[Excerpts of location labeling data]
--------------------------------------------------

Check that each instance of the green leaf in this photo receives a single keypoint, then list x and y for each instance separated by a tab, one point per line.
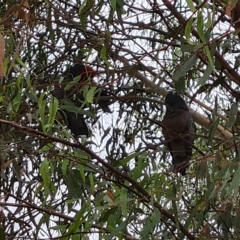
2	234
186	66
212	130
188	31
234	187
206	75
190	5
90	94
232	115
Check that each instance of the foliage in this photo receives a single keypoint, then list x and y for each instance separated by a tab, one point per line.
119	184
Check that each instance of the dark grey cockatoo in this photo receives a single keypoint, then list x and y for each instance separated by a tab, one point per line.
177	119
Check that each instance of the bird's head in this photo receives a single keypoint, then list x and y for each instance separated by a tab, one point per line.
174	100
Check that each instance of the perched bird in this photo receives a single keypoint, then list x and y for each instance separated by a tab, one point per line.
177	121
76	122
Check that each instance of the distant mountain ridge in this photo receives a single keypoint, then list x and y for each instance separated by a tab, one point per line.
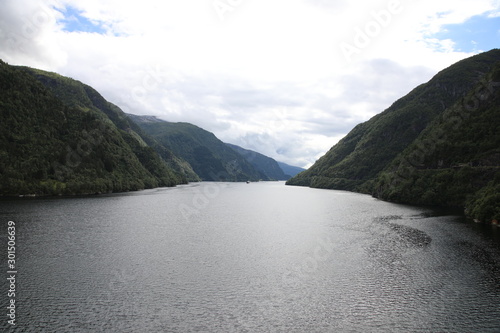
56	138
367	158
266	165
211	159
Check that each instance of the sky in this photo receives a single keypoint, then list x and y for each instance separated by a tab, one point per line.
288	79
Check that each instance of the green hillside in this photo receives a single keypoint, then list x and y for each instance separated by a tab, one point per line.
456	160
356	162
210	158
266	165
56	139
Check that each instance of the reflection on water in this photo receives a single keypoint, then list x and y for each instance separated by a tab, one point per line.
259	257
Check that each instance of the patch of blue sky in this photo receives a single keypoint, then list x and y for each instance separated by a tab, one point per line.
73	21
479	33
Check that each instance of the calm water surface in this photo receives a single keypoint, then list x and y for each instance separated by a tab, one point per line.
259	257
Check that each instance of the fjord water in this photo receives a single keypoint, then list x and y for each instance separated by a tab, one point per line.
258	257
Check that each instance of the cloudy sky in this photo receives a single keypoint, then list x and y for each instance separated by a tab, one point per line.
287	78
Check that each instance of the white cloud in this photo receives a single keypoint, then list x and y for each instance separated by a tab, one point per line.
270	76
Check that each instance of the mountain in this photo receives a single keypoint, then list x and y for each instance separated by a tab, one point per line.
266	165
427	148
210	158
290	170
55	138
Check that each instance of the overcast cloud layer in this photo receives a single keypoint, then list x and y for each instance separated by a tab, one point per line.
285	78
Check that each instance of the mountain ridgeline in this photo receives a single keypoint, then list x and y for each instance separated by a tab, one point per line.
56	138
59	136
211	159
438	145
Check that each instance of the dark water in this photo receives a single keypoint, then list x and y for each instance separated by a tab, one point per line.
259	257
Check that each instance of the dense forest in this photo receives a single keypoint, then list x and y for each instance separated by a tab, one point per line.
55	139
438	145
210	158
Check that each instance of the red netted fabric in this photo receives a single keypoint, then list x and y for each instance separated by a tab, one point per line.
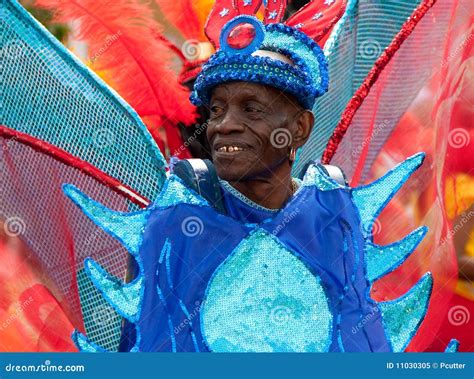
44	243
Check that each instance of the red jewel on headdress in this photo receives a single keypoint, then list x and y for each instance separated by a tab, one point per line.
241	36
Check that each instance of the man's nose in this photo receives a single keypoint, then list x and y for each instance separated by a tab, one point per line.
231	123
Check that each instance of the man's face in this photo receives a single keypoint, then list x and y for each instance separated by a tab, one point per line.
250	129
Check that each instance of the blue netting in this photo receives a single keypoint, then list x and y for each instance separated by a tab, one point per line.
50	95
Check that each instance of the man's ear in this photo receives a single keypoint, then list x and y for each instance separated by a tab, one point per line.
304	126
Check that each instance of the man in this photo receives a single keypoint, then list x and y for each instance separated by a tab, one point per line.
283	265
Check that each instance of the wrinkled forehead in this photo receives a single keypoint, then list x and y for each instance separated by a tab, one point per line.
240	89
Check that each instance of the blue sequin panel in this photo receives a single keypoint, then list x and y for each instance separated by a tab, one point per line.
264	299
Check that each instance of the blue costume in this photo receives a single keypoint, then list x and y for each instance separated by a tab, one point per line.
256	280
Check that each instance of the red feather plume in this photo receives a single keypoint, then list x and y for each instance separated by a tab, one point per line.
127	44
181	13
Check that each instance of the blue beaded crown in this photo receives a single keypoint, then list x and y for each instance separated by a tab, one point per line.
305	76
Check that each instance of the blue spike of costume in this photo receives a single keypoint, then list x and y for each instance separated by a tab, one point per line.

--------------------------------------------------

Written task = Without the pictures, repeat all the records word for word.

Completed task =
Check that each instance of the green leaf in this photo receives a single keypoint, then list x and y for each instance separated by a tab, one point per line.
2	234
186	66
212	130
188	31
234	187
206	75
190	5
90	94
232	115
Check that each instance of the foliage in this photo receives a single keypoint, then list x and y for each instance separated by a tab, one point per line.
119	184
Check that each instance of the dark grey cockatoo in this photo receives a single keypoint, then list x and y for each instance separated by a tab, one point per line.
177	119
Check that each instance of the bird's head in this photo receives a single keypoint, then list x and y for each instance separated by a tab, one point per line.
174	100
Check that each instance of the perched bird in this photo receives a single keypoint, then list x and y for each instance separated by a tab, one point per line.
177	121
76	122
Check that each instance of the distant mountain ridge in this photo receives a single keypoint, then list x and y for each instance separated by a tab, one point per line.
56	138
367	158
266	165
211	159
Check that each instance of the sky in this photo receives a single keypoint, then list x and y for each instance separated by a tab, one point per line.
288	79
Check that each instance of the green hillside in this photo receives a single keypoint, then list x and y for each instance separated by a tab, one point per line.
456	160
356	162
210	158
266	165
56	139
Check that each instance of the reflection on water in this photo receives a single keypoint, then list x and y for each instance separated by a tab, one point per line.
259	257
Check that each instance of the patch of blue sky in this photo receives a single keypoint, then list x and y for each instance separated by a tab, one point per line.
73	21
479	33
Check that each instance of the calm water surface in this photo receives a single keypoint, then list x and y for each instance separated by a tab, one point per line.
259	257
Check that each instance of the fjord water in this photo receives a single keypoint, then list x and y for each instance separated by a tab, one point per line.
258	257
Check that each instance of the cloudy sky in this photo receives a single keypoint, then list x and y for each instance separated by a tab, one point per line.
287	78
Check that each instance of the white cloud in this photo receives a single keypoint, then list x and y for each instance separated by a tab, one point per line.
270	76
Check that each instance of the mountain in this photo receives a single keypoint, then list x and y for each instance separated by a tab, one point per line.
266	165
427	148
210	158
290	170
55	138
Check that each instance of the overcast cloud layer in this photo receives a single keypoint, then list x and y for each instance separated by a tab, one point per line.
285	78
Check that each instance of the mountain ridgeline in this photo receives a single keypoint, then list x and y for each instance separated by a tab, one point per line.
56	138
59	136
211	159
438	145
Check that each instance of the dark water in this photo receives a single keypoint, then list x and y for each instance separated by a tab, one point per line.
259	257
Check that each instance of the dense forest in this photo receives a single keypoint, then list x and y for each instance separated by a tab, one point per line.
55	139
438	145
210	158
Check that each instance of the red netted fabric in this photo receives a single keypoint, then list x and y for each instance separated by a tab, one point per line.
44	243
Check that each instance of the red jewel on headdress in this photo receives a single keypoint, then list x and y for each instance separated by a tab, one point per line.
241	36
Check that each instance of the man's nose in this photo receives a single keypoint, then list x and y for each instance separated by a tab, one point per line.
231	123
Check that each instance of the man's face in this photo receives a single keypoint, then list x and y for each instance separated by a tab, one point per line.
250	129
Check that each instance of the blue netting in this photo receives a single keypoint, then list x and y for each instance separated by a tab, one point per line.
50	95
Check that each instance of the man's ear in this photo receives a single keypoint, then list x and y for each instance separated by a tab, one point per line.
304	126
Check that each instance of the man in this photo receives a single keypoint, then list x and y for each instance separated by a tab, one point per line.
283	265
Check that each instance of the wrinkled forehead in this photo receives a single keypoint, then list x and y for each instance separated by a tab, one point per line.
240	89
Check that each instance of the blue sequin panel in this photo receives a single keypoint, then list x and y for each instance separated by a tab, one point per line.
264	299
Check that each instance of the blue costume in this photo receives a single keypoint, then list x and y for each instance separated by a tab, one point per line.
256	280
Check that each instance of the red feather plume in this photo receives a single keypoint, then list x and y for each instance separated by a tab, one point per line.
127	44
181	13
Check that each instance of the blue beaded crown in this photo receives a single keypoint, then list x and y for each instance separated by a tab, one point per line.
305	76
Check that each instance of the blue spike of costume in this photo receives a single keypoint, then list x and y for each instance separated by a tab, one point per line.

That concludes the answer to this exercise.